___ TEXTO PARA LEITURA
Artesanato

Artesão pernambucano reproduz obras de arte em renda renascença

Rafael Leite faz releituras de telas famosas, como o 'Abaporu', de Tarsila do Amaral, utilizando a renda renascença como matéria prima; o artista visitará Brasília em maio

Aline Gouveia*
Samuel Calado
postado em 29/04/2022 21:49 / atualizado em 29/04/2022 21:56
Até se reconectar com a sua identidade artística, Rafael precisou vencer tabus, inclusive para desconstruir o preconceito sobre homens fazendo renda -  (crédito: Emanuel Macedo Silva)
Até se reconectar com a sua identidade artística, Rafael precisou vencer tabus, inclusive para desconstruir o preconceito sobre homens fazendo renda - (crédito: Emanuel Macedo Silva)

A renda está no sangue do pernambucano Rafael Leite, que desde pequeno assistia a avó, a aposentada Maria do Céu Nunes Leite, 68 anos, alinhavar fitas para o preparo da renda renascença (um tipo de renda com agulha caracterizada pelo uso do lacê). A tradição, transmitida de geração em geração, foi ressignificada pelo jovem artesão, que com apenas 23 anos de idade, tem se destacado por fazer releituras de obras de arte utilizando o bordado como matéria prima. O jovem que mora na cidade de Poção, a “Capital da Renascença”, no Agreste de Pernambuco, visitará Brasília para participar do 15º Salão de Artesanato Raízes Brasileiras. A feira acontece entre os dias 4 e 8 de maio, na arena de eventos do Shopping Pátio Brasil.
______
___ MATERIAL APRESENTADO
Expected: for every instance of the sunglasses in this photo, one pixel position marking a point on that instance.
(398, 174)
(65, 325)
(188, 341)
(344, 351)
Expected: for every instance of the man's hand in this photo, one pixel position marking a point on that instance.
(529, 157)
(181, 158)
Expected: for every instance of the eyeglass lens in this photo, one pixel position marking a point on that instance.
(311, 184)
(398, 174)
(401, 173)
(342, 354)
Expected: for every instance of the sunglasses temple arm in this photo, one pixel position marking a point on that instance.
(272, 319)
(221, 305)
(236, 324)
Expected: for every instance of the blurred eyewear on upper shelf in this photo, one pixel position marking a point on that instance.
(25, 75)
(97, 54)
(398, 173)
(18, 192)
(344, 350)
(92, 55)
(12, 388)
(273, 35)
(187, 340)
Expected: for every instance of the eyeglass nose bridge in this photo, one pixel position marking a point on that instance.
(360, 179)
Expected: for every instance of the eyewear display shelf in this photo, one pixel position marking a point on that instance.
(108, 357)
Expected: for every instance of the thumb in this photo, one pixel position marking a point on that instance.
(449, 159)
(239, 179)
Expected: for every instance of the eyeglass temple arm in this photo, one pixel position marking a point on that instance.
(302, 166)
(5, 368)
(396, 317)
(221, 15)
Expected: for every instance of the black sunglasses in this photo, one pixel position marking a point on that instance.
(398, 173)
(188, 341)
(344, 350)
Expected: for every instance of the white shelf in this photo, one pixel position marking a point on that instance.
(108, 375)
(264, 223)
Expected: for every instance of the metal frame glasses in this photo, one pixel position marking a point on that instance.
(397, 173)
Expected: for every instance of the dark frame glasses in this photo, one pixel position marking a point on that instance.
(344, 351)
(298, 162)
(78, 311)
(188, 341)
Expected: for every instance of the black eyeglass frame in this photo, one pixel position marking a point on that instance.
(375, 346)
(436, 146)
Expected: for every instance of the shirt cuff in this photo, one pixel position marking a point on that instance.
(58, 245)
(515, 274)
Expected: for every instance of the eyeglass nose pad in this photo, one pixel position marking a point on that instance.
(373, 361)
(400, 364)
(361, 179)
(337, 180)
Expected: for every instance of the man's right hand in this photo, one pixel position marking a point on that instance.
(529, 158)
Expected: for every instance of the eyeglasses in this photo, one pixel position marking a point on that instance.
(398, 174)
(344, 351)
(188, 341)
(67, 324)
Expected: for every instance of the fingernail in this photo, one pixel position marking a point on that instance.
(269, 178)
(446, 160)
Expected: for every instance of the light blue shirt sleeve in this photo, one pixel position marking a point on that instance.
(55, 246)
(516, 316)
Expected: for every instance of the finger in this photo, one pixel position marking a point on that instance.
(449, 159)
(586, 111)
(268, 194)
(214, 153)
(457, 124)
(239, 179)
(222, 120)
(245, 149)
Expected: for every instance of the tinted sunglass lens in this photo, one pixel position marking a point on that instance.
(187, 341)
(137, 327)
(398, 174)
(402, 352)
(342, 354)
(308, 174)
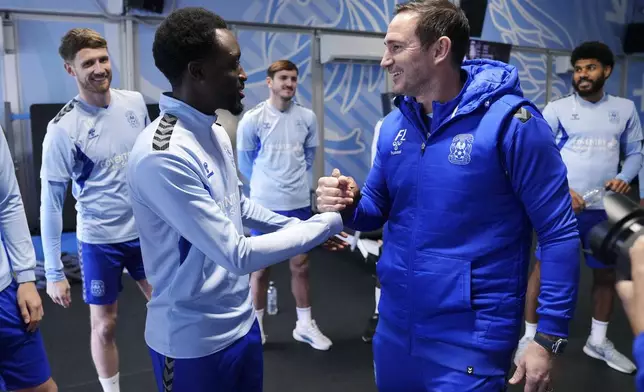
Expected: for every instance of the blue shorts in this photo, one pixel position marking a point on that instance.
(301, 213)
(102, 269)
(586, 220)
(23, 360)
(237, 368)
(396, 370)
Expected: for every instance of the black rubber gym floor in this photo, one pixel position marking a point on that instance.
(342, 289)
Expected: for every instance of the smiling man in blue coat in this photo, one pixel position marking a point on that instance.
(465, 170)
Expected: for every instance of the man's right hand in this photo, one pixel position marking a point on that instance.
(336, 193)
(578, 203)
(534, 366)
(60, 293)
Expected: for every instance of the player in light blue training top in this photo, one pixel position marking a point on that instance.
(89, 143)
(201, 327)
(276, 143)
(23, 360)
(592, 129)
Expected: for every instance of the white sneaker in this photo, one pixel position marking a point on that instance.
(607, 353)
(311, 334)
(523, 343)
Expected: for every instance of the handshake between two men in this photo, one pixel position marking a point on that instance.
(337, 193)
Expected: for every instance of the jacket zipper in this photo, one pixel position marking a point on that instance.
(410, 261)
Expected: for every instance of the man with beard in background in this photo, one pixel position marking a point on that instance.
(591, 129)
(89, 142)
(276, 143)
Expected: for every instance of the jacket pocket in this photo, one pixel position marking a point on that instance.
(440, 286)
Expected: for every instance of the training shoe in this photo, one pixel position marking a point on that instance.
(367, 335)
(607, 353)
(311, 334)
(523, 343)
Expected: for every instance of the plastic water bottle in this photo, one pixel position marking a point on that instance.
(272, 299)
(594, 196)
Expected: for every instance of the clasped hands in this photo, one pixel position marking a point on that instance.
(335, 194)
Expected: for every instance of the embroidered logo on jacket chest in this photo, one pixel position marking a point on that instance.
(460, 151)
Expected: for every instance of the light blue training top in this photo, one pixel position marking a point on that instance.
(17, 256)
(89, 145)
(190, 213)
(275, 151)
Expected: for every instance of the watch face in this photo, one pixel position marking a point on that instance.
(559, 346)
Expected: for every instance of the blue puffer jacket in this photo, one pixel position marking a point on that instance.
(461, 193)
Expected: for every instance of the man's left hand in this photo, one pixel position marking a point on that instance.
(618, 186)
(30, 305)
(334, 243)
(534, 366)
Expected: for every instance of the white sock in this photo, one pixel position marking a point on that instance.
(530, 329)
(377, 299)
(110, 384)
(260, 319)
(598, 332)
(304, 315)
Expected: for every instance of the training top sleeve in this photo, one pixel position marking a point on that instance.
(52, 198)
(550, 115)
(539, 178)
(260, 218)
(248, 145)
(638, 353)
(13, 221)
(170, 187)
(372, 210)
(312, 137)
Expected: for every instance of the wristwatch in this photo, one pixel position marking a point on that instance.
(552, 344)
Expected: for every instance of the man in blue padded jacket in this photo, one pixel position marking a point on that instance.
(201, 327)
(465, 169)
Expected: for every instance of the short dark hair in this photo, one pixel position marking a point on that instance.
(593, 50)
(78, 39)
(437, 18)
(186, 35)
(281, 65)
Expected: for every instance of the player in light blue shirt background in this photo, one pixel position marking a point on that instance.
(201, 328)
(89, 143)
(593, 130)
(276, 143)
(23, 361)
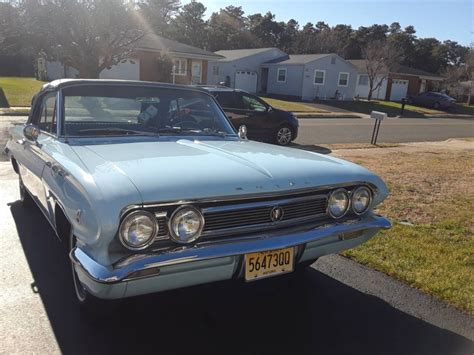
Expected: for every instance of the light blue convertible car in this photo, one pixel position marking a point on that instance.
(154, 189)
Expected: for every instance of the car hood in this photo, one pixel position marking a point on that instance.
(183, 169)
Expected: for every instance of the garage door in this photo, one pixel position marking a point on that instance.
(246, 80)
(399, 90)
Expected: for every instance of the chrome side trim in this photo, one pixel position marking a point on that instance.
(260, 242)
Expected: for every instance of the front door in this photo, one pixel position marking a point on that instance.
(196, 72)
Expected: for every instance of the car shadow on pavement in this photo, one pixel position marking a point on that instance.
(307, 313)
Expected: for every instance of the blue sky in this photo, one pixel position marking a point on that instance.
(442, 19)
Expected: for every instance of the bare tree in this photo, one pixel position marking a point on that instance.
(379, 58)
(88, 35)
(461, 77)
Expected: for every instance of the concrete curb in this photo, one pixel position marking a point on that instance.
(324, 116)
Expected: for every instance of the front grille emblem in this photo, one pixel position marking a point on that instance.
(276, 214)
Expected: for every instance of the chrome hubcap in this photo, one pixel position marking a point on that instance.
(284, 136)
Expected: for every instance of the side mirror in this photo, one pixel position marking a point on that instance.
(31, 132)
(243, 132)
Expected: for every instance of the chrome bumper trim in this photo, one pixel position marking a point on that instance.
(259, 242)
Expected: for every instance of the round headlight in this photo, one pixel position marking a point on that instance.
(361, 199)
(338, 203)
(186, 224)
(138, 230)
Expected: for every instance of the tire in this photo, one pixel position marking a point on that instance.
(91, 307)
(25, 196)
(284, 135)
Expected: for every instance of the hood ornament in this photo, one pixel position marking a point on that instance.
(276, 214)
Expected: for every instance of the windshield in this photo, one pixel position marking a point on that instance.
(113, 110)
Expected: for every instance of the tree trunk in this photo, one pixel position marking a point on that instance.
(369, 96)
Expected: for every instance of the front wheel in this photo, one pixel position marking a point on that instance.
(284, 135)
(91, 306)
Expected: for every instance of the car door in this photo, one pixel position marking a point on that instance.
(34, 157)
(257, 115)
(230, 104)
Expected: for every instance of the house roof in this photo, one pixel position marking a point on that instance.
(235, 54)
(398, 69)
(359, 64)
(298, 58)
(152, 42)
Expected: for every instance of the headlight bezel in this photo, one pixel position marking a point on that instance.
(152, 238)
(348, 206)
(198, 233)
(369, 204)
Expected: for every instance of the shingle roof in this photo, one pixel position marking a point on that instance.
(235, 54)
(398, 69)
(359, 64)
(403, 69)
(298, 58)
(157, 43)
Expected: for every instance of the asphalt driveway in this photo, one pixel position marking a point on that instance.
(336, 307)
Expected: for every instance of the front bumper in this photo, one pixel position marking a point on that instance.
(214, 261)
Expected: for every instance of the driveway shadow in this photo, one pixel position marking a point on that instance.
(308, 314)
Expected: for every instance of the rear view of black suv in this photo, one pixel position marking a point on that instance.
(264, 123)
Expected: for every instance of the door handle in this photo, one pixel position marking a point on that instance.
(56, 170)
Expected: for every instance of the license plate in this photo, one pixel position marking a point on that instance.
(268, 263)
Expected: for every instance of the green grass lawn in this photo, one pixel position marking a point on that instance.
(292, 106)
(464, 109)
(18, 91)
(391, 108)
(431, 245)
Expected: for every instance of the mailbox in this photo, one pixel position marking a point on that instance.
(377, 115)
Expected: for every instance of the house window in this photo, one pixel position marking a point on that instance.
(281, 75)
(319, 76)
(363, 80)
(180, 66)
(343, 79)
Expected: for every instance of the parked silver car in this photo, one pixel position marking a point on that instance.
(154, 190)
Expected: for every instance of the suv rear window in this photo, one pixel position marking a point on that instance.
(225, 98)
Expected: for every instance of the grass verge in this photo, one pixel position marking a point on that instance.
(391, 108)
(19, 91)
(292, 106)
(431, 246)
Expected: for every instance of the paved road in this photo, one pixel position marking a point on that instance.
(336, 307)
(392, 130)
(333, 130)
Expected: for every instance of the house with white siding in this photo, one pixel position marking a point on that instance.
(271, 71)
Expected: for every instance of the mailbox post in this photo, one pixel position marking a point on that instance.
(378, 117)
(404, 101)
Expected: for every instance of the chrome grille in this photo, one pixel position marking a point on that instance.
(240, 218)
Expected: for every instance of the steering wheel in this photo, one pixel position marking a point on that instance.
(188, 125)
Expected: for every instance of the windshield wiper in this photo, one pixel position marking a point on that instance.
(111, 131)
(193, 131)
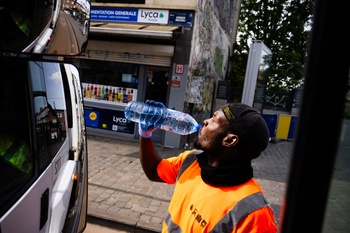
______
### [OBJETIVOS]
(A) Redigite sem nenhuma alteração o trecho da matéria sobre o artesão Rafael Leite que vai de "Artesão pernambucano reproduz" até "- (crédito: Emanuel Macedo Silva)".
(B) Com base na matéria sobre o artesão Rafael Leite, responda:
(i) Quantos anos tem a avó de Rafael?
(ii) Em que cidade ele mora?
(iii) Entre quais dias acontece a feira de que ele vai participar?
(C) Dê continuidade à matéria sobre o artesão Rafael Leite a partir da última frase apresentada.

### [RESPOSTAS]
(A)
Artesão pernambucano reproduz obras de arte em renda renascença

Rafael Leite faz releituras de telas famosas, como o 'Abaporu', de Tarsila do Amaral, utilizando a renda renascença como matéria prima; o artista visitará Brasília em maio

Aline Gouveia*
Samuel Calado
postado em 29/04/2022 21:49 / atualizado em 29/04/2022 21:56
Até se reconectar com a sua identidade artística, Rafael precisou vencer tabus, inclusive para desconstruir o preconceito sobre homens fazendo renda -  (crédito: Emanuel Macedo Silva)
Até se reconectar com a sua identidade artística, Rafael precisou vencer tabus, inclusive para desconstruir o preconceito sobre homens fazendo renda - (crédito: Emanuel Macedo Silva)

(B)
(i) 68 anos.
(ii) Poção, no Agreste de Pernambuco.
(iii) Entre 4 e 8 de maio.

(C)
Até se reconectar com a sua identidade artística, Rafael precisou vencer tabus, inclusive para desconstruir o preconceito sobre homens fazendo renda. “Antigamente, enquanto as mulheres aprendiam os bordados, os homens saiam para plantar na roça. Até hoje, algumas pessoas acham estranho ver homens bordando. Eu, por exemplo, tinha vergonha de mostrar que eu bordava e quando chegavam as visitas lá em casa, eu escondia o rolo de bordado para ninguém ver. Tinha muito medo do que as pessoas poderiam falar”, revelou.

“Toda vez que eu chegava na casa de Maria do Céu, Rafael corria. Achava estranho aquilo até perceber que ele se escondia porque tinha vergonha de mostrar que fazia renda. Um dia eu cheguei até ele e perguntei se ele fazia renascença e ele respondeu que sim. Eu disse a ele que não precisava se esconder. Não é errado fazer a renascença. Pecado é fazer coisas erradas”, disse a rendeira e amiga da família, Terezinha Nunes, que é fundadora da Escola da Renascença de Poção e uma das principais incentivadoras da perpetuação da tradição.

Em 2021, o jovem artesão foi convidado por Terezinha a participar do projeto “Mãos que Criam”, realizado pela Secretaria do Trabalho, Emprego e Qualificação de Pernambuco. A iniciativa tem o objetivo de preparar os artesãos para o mercado empreendedor. “Foi durante as aulas que eu tive a oportunidade de aprender mais sobre a renda e expandir meus conhecimentos. Foi lá onde eu encontrei o meu caminho e achei espaço para realizar o sonho de inovar com as releituras. Como minha família depende da renda eu tinha medo de arriscar. Qualquer linha perdida era prejuízo para o rendimento aqui de casa. No projeto eu aprendi a não ter medo de arriscar”.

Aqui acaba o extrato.